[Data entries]
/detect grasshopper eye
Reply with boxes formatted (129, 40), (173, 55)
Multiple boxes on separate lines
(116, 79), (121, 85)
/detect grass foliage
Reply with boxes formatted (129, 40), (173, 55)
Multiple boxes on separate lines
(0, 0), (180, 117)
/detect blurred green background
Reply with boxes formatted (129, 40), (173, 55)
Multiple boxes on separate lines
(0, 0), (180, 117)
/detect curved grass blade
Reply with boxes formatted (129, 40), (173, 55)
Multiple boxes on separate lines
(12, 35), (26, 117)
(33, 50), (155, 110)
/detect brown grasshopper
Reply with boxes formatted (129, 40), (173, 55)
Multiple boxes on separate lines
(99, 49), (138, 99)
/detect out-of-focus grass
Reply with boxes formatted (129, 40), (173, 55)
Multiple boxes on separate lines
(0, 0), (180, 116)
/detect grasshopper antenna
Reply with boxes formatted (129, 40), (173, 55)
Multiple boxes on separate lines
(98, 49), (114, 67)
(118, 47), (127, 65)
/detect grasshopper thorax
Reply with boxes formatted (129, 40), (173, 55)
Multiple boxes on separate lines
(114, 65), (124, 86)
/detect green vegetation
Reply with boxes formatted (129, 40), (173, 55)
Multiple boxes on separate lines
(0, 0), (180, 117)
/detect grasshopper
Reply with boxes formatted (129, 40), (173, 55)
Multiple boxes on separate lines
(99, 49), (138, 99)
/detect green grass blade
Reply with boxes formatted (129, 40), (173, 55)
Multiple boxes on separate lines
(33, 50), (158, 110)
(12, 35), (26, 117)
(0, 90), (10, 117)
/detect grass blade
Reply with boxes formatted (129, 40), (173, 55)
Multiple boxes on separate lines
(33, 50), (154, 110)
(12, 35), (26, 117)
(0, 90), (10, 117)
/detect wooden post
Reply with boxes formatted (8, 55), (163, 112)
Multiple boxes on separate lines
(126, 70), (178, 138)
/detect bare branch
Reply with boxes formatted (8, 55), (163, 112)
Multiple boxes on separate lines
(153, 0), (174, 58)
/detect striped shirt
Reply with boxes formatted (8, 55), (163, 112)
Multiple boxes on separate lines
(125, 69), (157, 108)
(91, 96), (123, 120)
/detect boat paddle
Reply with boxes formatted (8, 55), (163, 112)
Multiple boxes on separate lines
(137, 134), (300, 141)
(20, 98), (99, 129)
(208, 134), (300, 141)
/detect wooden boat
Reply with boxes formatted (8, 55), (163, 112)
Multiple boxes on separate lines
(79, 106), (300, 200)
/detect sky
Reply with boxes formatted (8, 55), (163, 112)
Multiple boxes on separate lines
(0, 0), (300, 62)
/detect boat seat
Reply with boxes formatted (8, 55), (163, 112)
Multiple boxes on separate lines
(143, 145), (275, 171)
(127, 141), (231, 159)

__TASK INSTRUCTIONS__
Copy every record above word for word, keeping each line as it stands.

__CORRECT RESULT__
/detect grasshopper eye
Reply with boxes formatted (129, 40), (173, 55)
Multiple boxes on separate lines
(116, 79), (121, 85)
/detect grass foliage
Reply with boxes formatted (129, 40), (173, 55)
Multiple boxes on separate lines
(0, 0), (180, 117)
/detect blurred green background
Reply with boxes formatted (129, 40), (173, 55)
Multiple boxes on separate lines
(0, 0), (180, 117)
/detect curved grass blade
Reply with boxes formatted (129, 40), (173, 55)
Multiple boxes on separate lines
(12, 35), (26, 117)
(33, 50), (155, 110)
/detect brown grasshopper
Reply with boxes formatted (129, 40), (173, 55)
Multiple boxes on separate lines
(99, 49), (138, 99)
/detect out-of-focus grass
Reply with boxes formatted (129, 40), (173, 55)
Multiple boxes on separate lines
(0, 0), (180, 116)
/detect grasshopper antenna
Reply with boxes formatted (129, 40), (173, 55)
Multiple boxes on separate lines
(98, 49), (114, 67)
(118, 47), (127, 65)
/detect grasshopper thorax
Reply with boxes formatted (129, 40), (173, 55)
Multiple boxes on separate lines
(114, 65), (124, 86)
/detect green vegetation
Reply with boxes formatted (129, 40), (173, 55)
Multiple boxes on separate lines
(0, 0), (180, 117)
/detect grasshopper
Reply with boxes formatted (129, 40), (173, 55)
Multiple boxes on separate lines
(99, 49), (138, 99)
/detect green grass blade
Reply with boxes formatted (129, 40), (173, 55)
Multiple boxes on separate lines
(33, 50), (158, 110)
(12, 35), (26, 117)
(0, 90), (10, 117)
/detect grass blade
Reply with boxes formatted (129, 40), (173, 55)
Multiple boxes on separate lines
(33, 50), (154, 110)
(12, 35), (26, 117)
(0, 90), (10, 117)
/detect wooden post
Reply with boxes formatted (8, 55), (163, 112)
Multiple boxes on separate lines
(126, 70), (178, 138)
/detect bare branch
Reply with boxes formatted (8, 55), (163, 112)
Multiple boxes on separate lines
(153, 0), (174, 58)
/detect striped shirt
Reply with boxes formatted (8, 55), (163, 112)
Multiple boxes on separate lines
(125, 69), (157, 108)
(91, 96), (123, 120)
/detect boat paddle
Reply with boxes formatted (8, 55), (163, 112)
Multiple boxes on separate lines
(137, 134), (300, 141)
(20, 98), (99, 129)
(208, 134), (300, 141)
/detect wooden boat
Reply with boxes formatted (8, 55), (163, 112)
Multiple boxes on separate lines
(79, 106), (300, 200)
/detect sky
Reply with boxes formatted (8, 55), (163, 112)
Multiple boxes on separate lines
(0, 0), (300, 62)
/detect boat seat
Reply with boxes formatted (8, 55), (163, 112)
Multiple boxes on separate lines
(143, 145), (275, 171)
(127, 141), (231, 159)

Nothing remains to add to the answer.